Task description:
Once the line with "Query: white radiator" is found in the entries below, repeat it and each following line exactly, up to and including the line with "Pick out the wooden". Add no other lines.

-- Source material follows --

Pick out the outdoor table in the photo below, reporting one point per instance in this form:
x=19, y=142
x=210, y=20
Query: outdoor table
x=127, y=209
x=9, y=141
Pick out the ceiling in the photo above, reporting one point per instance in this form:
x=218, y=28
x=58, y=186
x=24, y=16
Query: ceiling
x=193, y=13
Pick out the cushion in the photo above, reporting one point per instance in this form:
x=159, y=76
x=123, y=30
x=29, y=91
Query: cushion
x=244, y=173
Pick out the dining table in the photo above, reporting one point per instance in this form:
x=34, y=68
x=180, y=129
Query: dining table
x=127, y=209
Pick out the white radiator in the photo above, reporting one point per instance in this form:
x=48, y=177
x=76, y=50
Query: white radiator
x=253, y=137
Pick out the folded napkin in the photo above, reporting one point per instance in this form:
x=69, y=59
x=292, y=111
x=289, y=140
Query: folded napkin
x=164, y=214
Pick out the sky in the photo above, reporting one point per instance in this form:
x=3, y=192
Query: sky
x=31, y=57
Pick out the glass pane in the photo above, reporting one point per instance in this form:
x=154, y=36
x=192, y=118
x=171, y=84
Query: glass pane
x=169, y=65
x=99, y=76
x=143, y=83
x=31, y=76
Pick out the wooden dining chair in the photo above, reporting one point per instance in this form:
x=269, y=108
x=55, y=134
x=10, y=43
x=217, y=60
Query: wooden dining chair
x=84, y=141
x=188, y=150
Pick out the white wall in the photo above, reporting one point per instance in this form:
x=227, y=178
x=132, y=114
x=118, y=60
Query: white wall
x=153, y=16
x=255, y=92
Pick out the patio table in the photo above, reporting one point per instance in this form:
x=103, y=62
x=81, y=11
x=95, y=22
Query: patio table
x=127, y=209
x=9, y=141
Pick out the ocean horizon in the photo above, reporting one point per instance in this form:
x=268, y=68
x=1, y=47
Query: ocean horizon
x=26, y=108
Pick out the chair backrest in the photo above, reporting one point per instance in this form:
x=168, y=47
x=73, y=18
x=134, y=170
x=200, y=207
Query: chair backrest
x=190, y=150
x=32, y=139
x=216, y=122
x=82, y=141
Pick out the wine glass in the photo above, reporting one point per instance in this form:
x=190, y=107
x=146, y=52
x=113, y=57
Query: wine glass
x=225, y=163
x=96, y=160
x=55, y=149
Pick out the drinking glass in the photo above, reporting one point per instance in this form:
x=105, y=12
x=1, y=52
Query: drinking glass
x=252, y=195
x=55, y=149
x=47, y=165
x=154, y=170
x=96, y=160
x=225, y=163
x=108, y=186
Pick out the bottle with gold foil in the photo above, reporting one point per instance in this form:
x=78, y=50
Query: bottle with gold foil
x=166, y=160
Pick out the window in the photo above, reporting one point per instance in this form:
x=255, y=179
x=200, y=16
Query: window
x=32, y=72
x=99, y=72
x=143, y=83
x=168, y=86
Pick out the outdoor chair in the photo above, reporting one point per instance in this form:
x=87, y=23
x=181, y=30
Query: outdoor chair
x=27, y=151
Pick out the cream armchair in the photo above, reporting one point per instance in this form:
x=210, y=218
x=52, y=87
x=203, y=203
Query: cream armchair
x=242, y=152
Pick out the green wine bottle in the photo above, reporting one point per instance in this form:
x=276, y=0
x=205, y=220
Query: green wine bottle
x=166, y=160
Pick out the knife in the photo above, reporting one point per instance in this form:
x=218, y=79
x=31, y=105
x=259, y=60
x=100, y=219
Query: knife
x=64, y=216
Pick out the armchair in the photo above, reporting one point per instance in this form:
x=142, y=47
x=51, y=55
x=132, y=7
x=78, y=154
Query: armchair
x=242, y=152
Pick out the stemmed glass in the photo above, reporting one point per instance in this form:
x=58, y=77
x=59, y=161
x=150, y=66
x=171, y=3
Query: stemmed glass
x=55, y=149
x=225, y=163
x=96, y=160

-- Source material concluded --

Solved exercise:
Query: white radiator
x=253, y=137
Pick out the folded napkin in the photo above, reporting one point per instance in this form:
x=69, y=59
x=292, y=111
x=289, y=140
Query: folded napkin
x=164, y=214
Pick out the sky in the photo above, reporting one point per instance in this form:
x=3, y=192
Query: sky
x=31, y=57
Pick out the glass pane in the photo above, reporting one point per instance in this form:
x=154, y=36
x=192, y=118
x=171, y=84
Query: glass pane
x=169, y=65
x=99, y=76
x=143, y=83
x=31, y=76
Pick out the wooden dining chair in the photo above, reporting one point per instance in this form:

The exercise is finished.